### EXERCISE DIRECTIONS
Identify and copy every line in the items below that contains the string "query". Matches must have the same case.

### INFORMATION GIVEN
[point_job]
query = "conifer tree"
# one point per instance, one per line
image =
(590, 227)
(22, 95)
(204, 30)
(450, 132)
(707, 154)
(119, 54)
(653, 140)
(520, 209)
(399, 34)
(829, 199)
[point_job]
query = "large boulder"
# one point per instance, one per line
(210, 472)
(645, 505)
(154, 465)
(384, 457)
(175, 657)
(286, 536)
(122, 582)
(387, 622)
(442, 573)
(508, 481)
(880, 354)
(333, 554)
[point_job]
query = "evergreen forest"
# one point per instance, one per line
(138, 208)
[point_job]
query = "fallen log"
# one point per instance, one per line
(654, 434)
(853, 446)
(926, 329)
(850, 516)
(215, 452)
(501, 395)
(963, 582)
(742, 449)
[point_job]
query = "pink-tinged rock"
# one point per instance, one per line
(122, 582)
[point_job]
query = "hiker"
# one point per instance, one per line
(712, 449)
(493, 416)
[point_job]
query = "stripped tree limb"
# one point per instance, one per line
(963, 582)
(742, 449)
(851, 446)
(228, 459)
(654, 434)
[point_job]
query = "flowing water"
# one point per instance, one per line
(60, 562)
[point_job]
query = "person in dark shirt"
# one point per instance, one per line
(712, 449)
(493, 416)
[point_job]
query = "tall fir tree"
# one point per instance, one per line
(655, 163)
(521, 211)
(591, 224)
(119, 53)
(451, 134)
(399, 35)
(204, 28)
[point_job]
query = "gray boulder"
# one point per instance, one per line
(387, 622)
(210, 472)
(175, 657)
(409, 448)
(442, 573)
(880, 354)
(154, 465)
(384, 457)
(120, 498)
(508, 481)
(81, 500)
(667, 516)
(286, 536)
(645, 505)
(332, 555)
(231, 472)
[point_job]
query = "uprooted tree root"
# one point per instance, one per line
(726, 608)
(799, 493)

### SOLUTION FOR THIS EXERCISE
query = "conifer tree"
query = "large boulder"
query = "evergreen forest"
query = "fallen log"
query = "pink-tinged rock"
query = "hiker"
query = "stripped tree limb"
query = "flowing water"
query = "person in dark shirt"
query = "tall fir tree"
query = "gray boulder"
query = "uprooted tree root"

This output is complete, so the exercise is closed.